→ Ejercicio propuesto 1: Indica si cada afirmación concuerda con el texto sobre las diferencias entre hombres y mujeres, respondiendo sí o no y citando literalmente las palabras del texto que lo deciden. (a) Los dos sexos son equiparables en la mayoría de los ámbitos, también en la inteligencia. (b) Uno de los géneros es una versión defectuosa del otro. (c) Richard Bribiescas es un antropólogo de la Universidad de Harvard.
→ Ejercicio propuesto 2: Retoma el texto sobre las diferencias entre hombres y mujeres y continúalo a partir de su última oración.

→ Texto de lectura:
——

Los pasos para contestar a la pregunta formulada son sinuosos. En la introducción la autora hace un breve repaso al “maltrato” del género femenino a lo largo de la historia en las relaciones de poder en la sociedad. La principal conclusión es que, en palabras de Camille Paglia, “no hay un Mozart femenino porque tampoco hay un Jack el Destripador femenino”. Esto es, la verdad biológica nos enseña que hay más hombres extremos que mujeres, aunque ambos sexos sean equiparables en la mayoría de los ámbitos, incluyendo el de la inteligencia. Si ustedes siguen a los clásicos, la ciencia ya habría demostrado que la “aurea mediocritas” de la que hablaba Horacio la ha conseguido el género femenino, mientras los hombres somos más impredecibles, más volubles. Pero eso no quiere decir que alguno de los géneros sea una versión truncada o defectuosa del otro. No hay contrarios, no hay blancos y negros, buenos ni malos. Esas simplificaciones no caben en la ciencia, aunque nos las impongan tan a menudo las religiones y los políticos.
La pregunta que mueve todo el ensayo es “¿Por qué las mujeres no pueden parecerse más a los hombres?”
Otra pregunta espinosa que se hace Pinker es si el sexo débil realmente es el género masculino. Trae a colación una demoledora sentencia del antropólogo Richard Bribiescas, de la Universidad de Yale, que resumió las fases de la vida del hombre en “semental, inútil y a la tumba”. Las diferencias entre las tasas de mortalidad de los hombres y de las mujeres no cesan de aumentar. Los demógrafos han demostrado que en los últimos 250 años, en veinte culturas distintas, los varones estamos programados para madurar más tarde, competir a lo bruto y morir más jóvenes. ¿No hemos aprendido nada? Parece que no: ahora seguimos bebiendo y fumando más, nos gustan más que a las mujeres las armas con las que nos matamos, pasamos de ponernos cinturones de seguridad en los automóviles, protección solar al ir a la playa… Demos una vuelta por nuestras residencias de ancianos: más bien son residencias de ancianas.

——

→ Datos proporcionados:
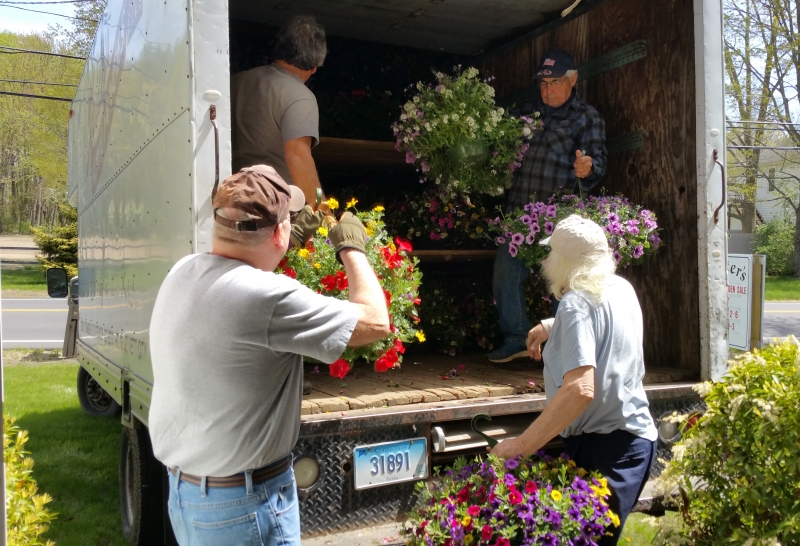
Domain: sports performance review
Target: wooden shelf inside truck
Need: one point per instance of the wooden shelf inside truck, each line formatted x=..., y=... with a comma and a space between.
x=426, y=378
x=333, y=153
x=429, y=256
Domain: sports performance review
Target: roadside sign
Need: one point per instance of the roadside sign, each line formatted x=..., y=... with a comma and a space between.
x=740, y=288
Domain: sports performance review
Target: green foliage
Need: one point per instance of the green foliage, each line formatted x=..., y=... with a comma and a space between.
x=27, y=516
x=782, y=289
x=33, y=132
x=77, y=455
x=59, y=244
x=776, y=240
x=739, y=469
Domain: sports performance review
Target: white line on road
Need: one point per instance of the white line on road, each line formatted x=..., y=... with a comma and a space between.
x=33, y=341
x=35, y=310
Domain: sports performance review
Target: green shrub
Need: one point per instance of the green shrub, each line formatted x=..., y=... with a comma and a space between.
x=59, y=244
x=27, y=517
x=776, y=240
x=738, y=470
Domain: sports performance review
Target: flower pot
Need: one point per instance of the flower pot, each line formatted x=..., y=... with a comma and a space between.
x=470, y=153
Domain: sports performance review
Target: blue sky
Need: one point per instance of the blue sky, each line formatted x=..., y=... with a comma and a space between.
x=20, y=21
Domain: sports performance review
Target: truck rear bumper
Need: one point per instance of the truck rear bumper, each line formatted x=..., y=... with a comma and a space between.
x=334, y=506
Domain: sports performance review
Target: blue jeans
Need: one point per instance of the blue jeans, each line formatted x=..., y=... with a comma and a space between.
x=624, y=459
x=267, y=515
x=509, y=295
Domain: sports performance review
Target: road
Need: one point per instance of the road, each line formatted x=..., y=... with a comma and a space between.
x=781, y=319
x=39, y=323
x=34, y=323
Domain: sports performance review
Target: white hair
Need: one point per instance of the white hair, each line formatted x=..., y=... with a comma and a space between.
x=230, y=236
x=588, y=274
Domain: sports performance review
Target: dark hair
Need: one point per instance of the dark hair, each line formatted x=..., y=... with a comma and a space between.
x=301, y=43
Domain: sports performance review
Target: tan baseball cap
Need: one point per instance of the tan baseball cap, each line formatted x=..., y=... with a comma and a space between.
x=261, y=193
x=576, y=237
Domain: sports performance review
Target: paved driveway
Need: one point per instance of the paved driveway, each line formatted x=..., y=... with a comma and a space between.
x=33, y=323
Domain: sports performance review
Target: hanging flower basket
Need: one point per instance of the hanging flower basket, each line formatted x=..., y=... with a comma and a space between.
x=456, y=136
x=316, y=267
x=631, y=230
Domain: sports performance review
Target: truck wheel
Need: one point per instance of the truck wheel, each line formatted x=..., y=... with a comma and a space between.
x=94, y=400
x=141, y=491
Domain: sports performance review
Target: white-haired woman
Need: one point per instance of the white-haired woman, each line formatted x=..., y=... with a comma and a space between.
x=593, y=368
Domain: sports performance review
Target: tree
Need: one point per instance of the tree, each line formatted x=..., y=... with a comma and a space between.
x=763, y=65
x=33, y=132
x=750, y=35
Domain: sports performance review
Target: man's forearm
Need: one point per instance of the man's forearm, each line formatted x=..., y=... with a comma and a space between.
x=304, y=173
x=365, y=291
x=568, y=403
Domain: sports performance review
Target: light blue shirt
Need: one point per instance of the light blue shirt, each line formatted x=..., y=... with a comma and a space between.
x=608, y=337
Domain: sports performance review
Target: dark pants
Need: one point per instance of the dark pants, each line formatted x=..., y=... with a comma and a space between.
x=624, y=459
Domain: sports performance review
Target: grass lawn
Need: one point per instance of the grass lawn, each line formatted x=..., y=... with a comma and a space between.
x=31, y=278
x=75, y=455
x=782, y=289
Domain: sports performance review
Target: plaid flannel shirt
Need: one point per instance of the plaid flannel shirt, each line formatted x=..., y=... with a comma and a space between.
x=548, y=163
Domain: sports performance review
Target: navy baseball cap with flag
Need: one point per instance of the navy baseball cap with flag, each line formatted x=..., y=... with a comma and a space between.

——

→ Resultado final 1:
(a) Sí: "aunque ambos sexos sean equiparables en la mayoría de los ámbitos, incluyendo el de la inteligencia".
(b) No: "Pero eso no quiere decir que alguno de los géneros sea una versión truncada o defectuosa del otro".
(c) No: "del antropólogo Richard Bribiescas, de la Universidad de Yale".

→ Resultado final 2:
Hay un capítulo dedicado a los varones disléxicos que triunfan en la vida, otro a los empollones con síndromes raros como el de Asperger y un tercero dedicado a genios que tienen trastorno por déficit de atención con hiperactividad. Pinker aprovecha estas circunstancias, que documenta y razona, para citar que los cerebros de las mujeres son más pequeños pero mejor conectados para las funciones lingüísticas y, sobre todo, mucho mejor dotados, fruto de la evolución, para la empatía. ¿Cómo suplieron los disléxicos su desventaja? Con determinación y obstinación, cualidades que destacan más entre los varones a nivel competitivo. ¿Por qué? Porque las mujeres no están interesadas en alcanzar las mismas metas que los varones. El capítulo donde explica las razones por las que abandonan el barco de grandes empresas o meteóricas carreras académicas muchas mujeres es tremendamente interesante, aunque va a disgustar a más de un progresista de salón y a más feministas de la vieja escuela. Sin embargo, los datos son obstinados y ya Pinker apunta antecedentes muy valiosos, como las sociedades de los kibutz creadas por los israelíes a principios del siglo XX: aquella comuna que buscaba la perfecta igualdad entre los géneros y las clases sociales nunca dio resultado. Luego de décadas de educar a niñas y niños para hacer los mismos oficios, ninguna niña quería ser mecánica ni minera, pero el doble de ellas —con respecto a los varones— quería ser enfermera o educadora. Los estudios científicos sobre el asunto siguen hoy concluyendo lo mismo: disponer de la oportunidad y de la capacidad para dedicarse a un trabajo no implica que la persona quiera hacerlo.
Algunas feministas, ante estos datos de abandono de grandes carreras y trabajos por parte de la mujer para dedicarse a la familia o a profesiones distintas a las que estudiaron, caen en un retrógrado paternalismo (¿maternalismo quizás?) y señalan que las mujeres no saben lo que quieren por la educación todavía patriarcal o machista. Pinker es clara en esto: “Las mujeres son seres independientes que saben lo que quieren”, al menos en los países considerados avanzados.
Empatía: una de las claves diferenciadoras
Los últimos estudios en neurociencias sugieren que la mujer tiene una hormona, secretada en mayores cantidades al tener bebés, que les aporta un grado superior de empatía con respecto a los hombres. Aquello que antes se llamaba “sexto sentido”, esa mayor capacidad para ponerse en el lugar del otro o de captar sus emociones, es claramente superior en las hembras humanas. Esta cualidad tiene sus ventajas, pero también grandes inconvenientes: las mujeres sufren más estrés y ansiedad, en las mismas condiciones, que los hombres. Es también una de las razones por las que no les interesa nuestro nivel de competición en muchas áreas de la vida. Una explicación a que muchas de las organizaciones de caridad, o ambientalistas incluso, estén conformadas en su mayor parte por féminas.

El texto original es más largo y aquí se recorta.